— À faire —
Recopiez sans aucune modification le passage de l'extrait sur le cumul des qualifications pénales qui commence à « 19. Cette jurisprudence » et se termine à « récidive de l’infraction. ».

— Extrait fourni —
18. Cependant, la Cour de cassation ayant jugé que les droits de la partie civile ne peuvent être exercés que par les personnes justifiant d’un préjudice résultant de l’ensemble des éléments constitutifs de l’infraction visée à la poursuite (Crim., 21 novembre 2018, pourvoi n° 17-81.096, Bull. crim. 2018, n° 193), l’application de la jurisprudence citée au paragraphe 14 peut conduire à ce que certains plaignants, qui étaient recevables à se constituer partie civile pour l’un des faits poursuivis, ne puissent obtenir réparation en l’absence de préjudice en relation avec la seule qualification retenue.

19. Cette jurisprudence ne permet pas non plus de toujours réprimer l’action délictueuse de la façon la plus adaptée aux faits de l’espèce et à la situation personnelle de l’auteur des faits. Elle fait obstacle à ce que le juge individualise la peine en prononçant une peine complémentaire réprimant une infraction non retenue, telle la confiscation du patrimoine ou une peine d’interdiction professionnelle permettant de prévenir la récidive de l’infraction.

20. Enfin, le choix d’une seule qualification ne permet pas toujours d’appréhender l’action délictueuse dans toutes ses dimensions. En effet, l’abandon de l’une des qualifications en présence peut avoir pour conséquence d’occulter un intérêt auquel l’action délictueuse a porté atteinte ou une circonstance de cette action, alors que la volonté de protéger cet intérêt ou de réprimer cette circonstance a déterminé le législateur à incriminer le comportement considéré.

21. Cette dernière considération a d’ores et déjà conduit la Cour de cassation à infléchir sa jurisprudence dans des hypothèses où seul le cumul des chefs de poursuite permet d’appréhender l’action délictueuse dans toutes ses dimensions (Crim., 16 avril 2019, pourvoi n° 18-84.073, Bull. crim. 2019, n° 77 ; Crim., 31 mars 2020, pourvoi n° 19-83.938).

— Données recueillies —
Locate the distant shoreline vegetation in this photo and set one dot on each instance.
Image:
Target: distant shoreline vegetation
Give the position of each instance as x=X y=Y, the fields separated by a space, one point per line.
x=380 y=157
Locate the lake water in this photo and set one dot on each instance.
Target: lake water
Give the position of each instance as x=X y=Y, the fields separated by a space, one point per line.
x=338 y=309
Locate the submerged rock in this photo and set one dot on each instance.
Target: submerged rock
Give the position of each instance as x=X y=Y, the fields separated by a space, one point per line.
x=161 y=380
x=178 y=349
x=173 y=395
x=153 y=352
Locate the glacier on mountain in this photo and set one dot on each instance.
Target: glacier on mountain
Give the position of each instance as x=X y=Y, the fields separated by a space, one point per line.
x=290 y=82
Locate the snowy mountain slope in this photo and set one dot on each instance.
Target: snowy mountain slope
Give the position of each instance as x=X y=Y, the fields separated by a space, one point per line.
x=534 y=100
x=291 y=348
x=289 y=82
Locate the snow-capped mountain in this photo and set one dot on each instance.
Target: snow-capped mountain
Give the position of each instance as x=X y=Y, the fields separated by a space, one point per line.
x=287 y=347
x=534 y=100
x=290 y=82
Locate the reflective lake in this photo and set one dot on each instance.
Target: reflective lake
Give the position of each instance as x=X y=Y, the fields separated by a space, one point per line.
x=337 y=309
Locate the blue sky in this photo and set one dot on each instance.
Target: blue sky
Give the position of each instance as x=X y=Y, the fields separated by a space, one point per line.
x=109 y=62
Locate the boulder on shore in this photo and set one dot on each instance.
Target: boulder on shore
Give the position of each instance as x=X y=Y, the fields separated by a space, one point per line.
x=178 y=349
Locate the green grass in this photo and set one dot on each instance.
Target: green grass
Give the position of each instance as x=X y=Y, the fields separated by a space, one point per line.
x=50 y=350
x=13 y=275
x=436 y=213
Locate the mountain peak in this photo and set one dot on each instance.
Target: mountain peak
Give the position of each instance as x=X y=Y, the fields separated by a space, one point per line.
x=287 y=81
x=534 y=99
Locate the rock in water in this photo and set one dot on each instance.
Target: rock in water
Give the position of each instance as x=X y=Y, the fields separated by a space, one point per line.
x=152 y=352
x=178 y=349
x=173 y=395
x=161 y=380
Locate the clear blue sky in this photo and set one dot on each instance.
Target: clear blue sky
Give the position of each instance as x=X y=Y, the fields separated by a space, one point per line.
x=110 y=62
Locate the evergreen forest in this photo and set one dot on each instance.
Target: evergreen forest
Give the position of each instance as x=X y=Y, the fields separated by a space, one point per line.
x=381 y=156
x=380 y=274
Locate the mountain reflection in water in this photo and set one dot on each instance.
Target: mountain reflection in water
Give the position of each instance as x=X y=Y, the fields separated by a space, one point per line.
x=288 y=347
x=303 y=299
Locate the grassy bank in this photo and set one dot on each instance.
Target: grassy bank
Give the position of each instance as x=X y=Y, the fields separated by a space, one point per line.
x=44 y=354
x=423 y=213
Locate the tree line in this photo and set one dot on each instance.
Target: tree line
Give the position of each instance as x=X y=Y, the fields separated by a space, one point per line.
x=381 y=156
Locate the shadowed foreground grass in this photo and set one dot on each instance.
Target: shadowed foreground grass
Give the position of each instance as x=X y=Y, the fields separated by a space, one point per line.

— Réponse —
19. Cette jurisprudence ne permet pas non plus de toujours réprimer l’action délictueuse de la façon la plus adaptée aux faits de l’espèce et à la situation personnelle de l’auteur des faits. Elle fait obstacle à ce que le juge individualise la peine en prononçant une peine complémentaire réprimant une infraction non retenue, telle la confiscation du patrimoine ou une peine d’interdiction professionnelle permettant de prévenir la récidive de l’infraction.